*** DATASET ROWS ***

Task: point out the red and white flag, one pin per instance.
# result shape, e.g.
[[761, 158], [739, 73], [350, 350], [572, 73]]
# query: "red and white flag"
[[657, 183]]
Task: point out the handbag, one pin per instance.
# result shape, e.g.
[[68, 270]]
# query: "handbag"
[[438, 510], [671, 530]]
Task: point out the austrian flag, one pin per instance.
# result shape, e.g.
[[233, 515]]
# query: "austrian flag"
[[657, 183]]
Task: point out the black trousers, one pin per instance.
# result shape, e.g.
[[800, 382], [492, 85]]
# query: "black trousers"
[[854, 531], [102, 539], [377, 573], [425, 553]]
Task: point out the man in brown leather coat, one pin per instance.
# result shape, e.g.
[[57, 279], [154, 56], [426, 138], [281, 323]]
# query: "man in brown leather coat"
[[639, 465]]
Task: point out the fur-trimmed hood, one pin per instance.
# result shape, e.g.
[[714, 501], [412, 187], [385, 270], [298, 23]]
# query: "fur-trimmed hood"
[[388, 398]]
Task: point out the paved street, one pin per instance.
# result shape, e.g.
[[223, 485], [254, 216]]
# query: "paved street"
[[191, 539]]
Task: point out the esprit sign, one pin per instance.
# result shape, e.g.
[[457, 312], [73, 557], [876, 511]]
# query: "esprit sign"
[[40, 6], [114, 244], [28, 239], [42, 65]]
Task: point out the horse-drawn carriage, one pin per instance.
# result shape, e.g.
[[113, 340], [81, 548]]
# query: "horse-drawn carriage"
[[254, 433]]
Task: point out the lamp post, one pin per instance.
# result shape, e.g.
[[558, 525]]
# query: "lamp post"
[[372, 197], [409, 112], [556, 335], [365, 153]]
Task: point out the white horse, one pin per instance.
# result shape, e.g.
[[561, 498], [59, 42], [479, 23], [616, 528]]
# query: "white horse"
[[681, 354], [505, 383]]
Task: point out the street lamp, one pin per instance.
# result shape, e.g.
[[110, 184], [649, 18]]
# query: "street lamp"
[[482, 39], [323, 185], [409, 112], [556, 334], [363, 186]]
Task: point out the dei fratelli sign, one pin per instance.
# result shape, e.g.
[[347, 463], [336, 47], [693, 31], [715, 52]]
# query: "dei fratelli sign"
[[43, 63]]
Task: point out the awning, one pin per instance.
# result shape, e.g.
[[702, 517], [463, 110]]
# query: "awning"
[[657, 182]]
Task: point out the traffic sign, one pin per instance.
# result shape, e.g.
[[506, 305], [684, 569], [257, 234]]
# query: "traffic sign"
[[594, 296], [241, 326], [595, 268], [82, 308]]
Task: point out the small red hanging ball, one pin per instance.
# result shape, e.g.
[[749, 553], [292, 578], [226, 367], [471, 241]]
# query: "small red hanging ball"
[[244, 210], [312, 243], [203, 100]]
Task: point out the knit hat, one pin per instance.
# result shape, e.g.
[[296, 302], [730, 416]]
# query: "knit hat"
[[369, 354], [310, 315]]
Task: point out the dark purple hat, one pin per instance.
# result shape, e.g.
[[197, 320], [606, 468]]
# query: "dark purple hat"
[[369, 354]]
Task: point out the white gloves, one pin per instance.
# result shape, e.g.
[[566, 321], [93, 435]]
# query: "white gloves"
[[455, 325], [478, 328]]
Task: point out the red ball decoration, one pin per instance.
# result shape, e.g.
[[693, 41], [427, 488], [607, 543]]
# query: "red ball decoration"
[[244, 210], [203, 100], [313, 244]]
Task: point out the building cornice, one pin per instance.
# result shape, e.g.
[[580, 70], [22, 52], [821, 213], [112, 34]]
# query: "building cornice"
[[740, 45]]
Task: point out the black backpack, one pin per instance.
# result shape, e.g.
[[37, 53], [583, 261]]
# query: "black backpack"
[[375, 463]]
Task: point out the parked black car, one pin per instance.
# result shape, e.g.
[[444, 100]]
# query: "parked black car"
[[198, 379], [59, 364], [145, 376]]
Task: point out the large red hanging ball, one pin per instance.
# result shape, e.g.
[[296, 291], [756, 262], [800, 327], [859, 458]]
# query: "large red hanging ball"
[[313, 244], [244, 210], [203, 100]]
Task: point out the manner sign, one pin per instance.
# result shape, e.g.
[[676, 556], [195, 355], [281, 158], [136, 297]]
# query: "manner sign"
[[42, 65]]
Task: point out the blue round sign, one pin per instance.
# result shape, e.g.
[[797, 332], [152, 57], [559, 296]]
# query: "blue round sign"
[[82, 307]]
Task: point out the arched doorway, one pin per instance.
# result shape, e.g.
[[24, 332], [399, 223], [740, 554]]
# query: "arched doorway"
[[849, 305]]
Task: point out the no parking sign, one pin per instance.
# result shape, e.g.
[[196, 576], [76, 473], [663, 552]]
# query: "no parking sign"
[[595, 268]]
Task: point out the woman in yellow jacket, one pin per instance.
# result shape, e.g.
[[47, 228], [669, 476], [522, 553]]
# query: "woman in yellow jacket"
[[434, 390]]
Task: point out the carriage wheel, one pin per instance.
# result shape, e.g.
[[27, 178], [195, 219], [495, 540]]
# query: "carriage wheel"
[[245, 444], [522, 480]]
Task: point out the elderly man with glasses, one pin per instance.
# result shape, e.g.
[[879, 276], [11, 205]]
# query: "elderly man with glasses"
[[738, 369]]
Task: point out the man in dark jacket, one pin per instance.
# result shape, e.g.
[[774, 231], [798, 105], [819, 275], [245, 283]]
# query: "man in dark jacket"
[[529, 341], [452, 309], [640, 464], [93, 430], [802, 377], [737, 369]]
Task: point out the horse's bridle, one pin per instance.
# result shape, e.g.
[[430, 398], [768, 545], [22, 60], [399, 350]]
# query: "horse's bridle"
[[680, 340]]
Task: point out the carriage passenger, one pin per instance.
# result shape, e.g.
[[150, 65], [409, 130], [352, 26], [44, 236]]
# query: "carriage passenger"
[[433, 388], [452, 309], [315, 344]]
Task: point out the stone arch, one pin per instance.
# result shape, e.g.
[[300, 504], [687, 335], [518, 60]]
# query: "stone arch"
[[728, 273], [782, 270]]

***

• **WHAT TO PRODUCE**
Rewrite all the rows above, replacing "result shape" with "output format" wherever it appears and leaving everything else unchanged.

• **COMPLETE RESPONSE**
Task: point out the red and white flag, one pin per instance.
# output format, e.g.
[[761, 158], [739, 73], [350, 350], [572, 73]]
# query: "red and white flag"
[[657, 183]]
Task: point out the handbag, one pin per instance.
# output format, e.g.
[[68, 270]]
# query: "handbag"
[[438, 510], [671, 530]]
Task: point out the austrian flag, one pin per instance.
# output format, e.g.
[[233, 515]]
# query: "austrian flag"
[[657, 183]]
Task: point out the black trousers, one pin per instance.
# output format, e.g.
[[800, 382], [492, 85]]
# query: "black trousers"
[[854, 531], [102, 539], [377, 573], [425, 553]]
Task: point out the man in brown leather coat, one pin per instance.
# output format, e.g.
[[57, 279], [154, 56], [426, 138], [281, 323]]
# query: "man in brown leather coat"
[[639, 465]]
Task: point out the fur-trimmed hood, one pin per instance.
# output format, e.g.
[[714, 501], [412, 187], [385, 270], [298, 23]]
# query: "fur-trimmed hood"
[[388, 398]]
Task: point out the paved street, one pin per instance.
# output format, e.g.
[[223, 485], [254, 216]]
# query: "paved street"
[[191, 539]]
Task: point out the esprit sign, one pin per instance.
# output format, e.g.
[[457, 312], [73, 557], [876, 511]]
# query: "esprit sign"
[[40, 6], [114, 244], [28, 239], [42, 65]]
Task: point out the horse-drawn carriage, one pin per instance.
# output format, e.g.
[[113, 340], [81, 548]]
# query: "horse-drawn carriage"
[[254, 433]]
Task: point out the lamp post, one pin per instance.
# output format, e.g.
[[558, 525]]
# query: "lamp post"
[[372, 197], [409, 112], [556, 335], [365, 153]]
Task: point out the white horse, one pin per instance.
# output format, e.g.
[[561, 498], [59, 42], [479, 23], [616, 528]]
# query: "white horse"
[[681, 354], [505, 383]]
Task: point out the street lamp, one pin per instance.
# output format, e.g.
[[110, 184], [649, 18]]
# query: "street lamp"
[[482, 39], [323, 185], [409, 112], [556, 334], [363, 186]]
Task: point out the dei fratelli sign, one pin per instance.
# output format, e.g.
[[347, 463], [336, 47], [693, 31], [715, 52]]
# query: "dei fratelli sign"
[[43, 63]]
Task: point out the awning, one pin per instance.
# output format, e.g.
[[702, 517], [463, 110]]
# query: "awning"
[[657, 182]]
Task: point out the traffic sign, one pin per instance.
# output format, e.g.
[[506, 305], [684, 569], [257, 234]]
# query: "traffic sign"
[[594, 296], [241, 326], [595, 268], [82, 308]]
Task: point out the small red hanging ball, one pin per instance.
# output format, e.g.
[[749, 553], [292, 578], [226, 367], [471, 241]]
# query: "small red hanging ball"
[[244, 210], [312, 243], [203, 100]]
Task: point out the knit hat, one pin per instance.
# output format, e.g.
[[296, 302], [730, 416]]
# query: "knit hat"
[[369, 354], [310, 315]]
Task: point out the dark purple hat, one pin per instance.
# output format, e.g.
[[197, 320], [606, 468]]
# query: "dark purple hat"
[[369, 354]]
Task: point out the white gloves, one pin per instance.
# output format, e.g.
[[566, 321], [93, 435]]
# query: "white gloves"
[[455, 325], [478, 328]]
Task: point out the red ball decoration, one pin per instance.
# output format, e.g.
[[693, 41], [427, 488], [607, 543]]
# query: "red ball decoration"
[[244, 210], [203, 100], [313, 244]]
Task: point out the building cornice, one pin per instance.
# output format, e.g.
[[580, 70], [22, 52], [821, 213], [112, 34]]
# query: "building cornice"
[[740, 45]]
Task: point out the black backpack, one pin per instance.
# output format, e.g.
[[37, 53], [583, 261]]
# query: "black backpack"
[[375, 463]]
Task: point out the parked black car, one pin per instance.
# output format, e.g.
[[444, 100]]
# query: "parked black car"
[[198, 379], [59, 364], [145, 376]]
Task: point out the large red hanging ball, one pin per instance.
# output format, e.g.
[[296, 291], [756, 262], [800, 327], [859, 458]]
# query: "large red hanging ball"
[[313, 244], [244, 210], [203, 100]]
Task: point out the manner sign, one pin per instance.
# output format, e.g.
[[676, 556], [195, 355], [281, 158], [136, 297]]
# query: "manner sign"
[[42, 65]]
Task: point out the blue round sign, one pin per instance.
# output format, e.g.
[[797, 332], [152, 57], [559, 296]]
# query: "blue round sign"
[[82, 307]]
Task: point out the arched doorway, one pin per instance.
# output format, e.g.
[[24, 332], [399, 223], [740, 554]]
# query: "arched doorway"
[[849, 305]]
Task: point out the no parking sign, one pin per instance.
# output format, e.g.
[[196, 576], [76, 473], [663, 552]]
# query: "no parking sign"
[[595, 268]]
Task: point out the woman in yellow jacket, one pin per instance.
# output format, e.g.
[[47, 228], [669, 476], [522, 553]]
# query: "woman in yellow jacket"
[[434, 390]]
Task: point out the carriage wheel, one pin per instance.
# output format, e.g.
[[27, 178], [195, 219], [495, 540]]
# query: "carriage wheel"
[[245, 444], [522, 480]]
Task: point out the elderly man with glasses, one pin per instance.
# output format, e.g.
[[879, 276], [11, 205]]
# query: "elderly man with glasses"
[[738, 369]]
Task: point out the man in dark jacket, one pin per instance.
# output format, e.g.
[[774, 231], [798, 105], [819, 275], [245, 283]]
# query: "man in dark jacket"
[[529, 341], [452, 309], [640, 464], [93, 430], [802, 377], [737, 369]]
Task: point out the horse's bridle, one pin per instance.
# output format, e.g.
[[430, 398], [768, 545], [22, 60], [399, 350]]
# query: "horse's bridle"
[[680, 340]]
Task: point out the carriage passenger, one pin per instance.
# output format, e.g.
[[150, 65], [409, 130], [352, 26], [44, 236]]
# query: "carriage passenger"
[[433, 388], [452, 309], [315, 344]]
Task: point out the stone arch, one pin per instance.
# output format, e.g.
[[300, 504], [687, 335], [518, 60]]
# query: "stone arch"
[[728, 273], [782, 270]]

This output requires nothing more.